> _What to produce_: Gather all lines in the entries that include the word "pumpkin".

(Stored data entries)
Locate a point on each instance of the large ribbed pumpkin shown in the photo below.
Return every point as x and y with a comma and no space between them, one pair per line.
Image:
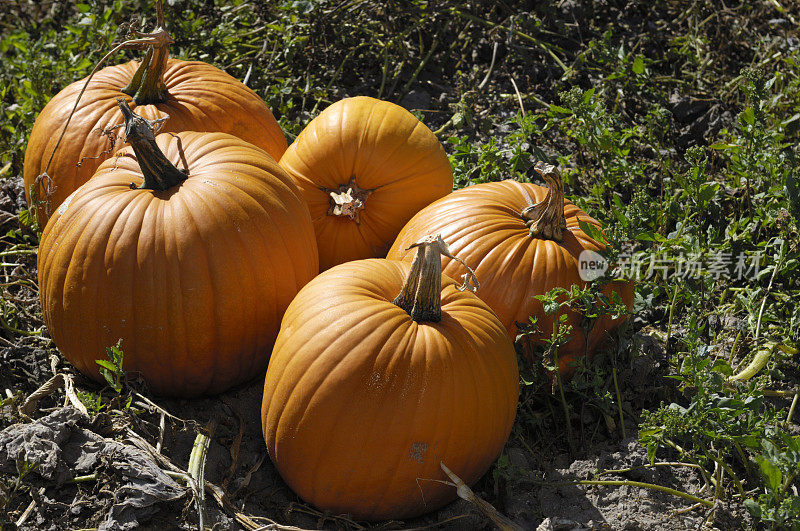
195,95
365,167
522,245
368,391
193,272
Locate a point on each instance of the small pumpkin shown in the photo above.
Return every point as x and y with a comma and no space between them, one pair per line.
194,95
525,240
365,166
368,392
192,271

> _Solution for this exercise_:
Locate a point on each instance of the large ribbed pumpkin shown in the photo below.
Locate a point on each instance of the small pumpkin shown in the photo above.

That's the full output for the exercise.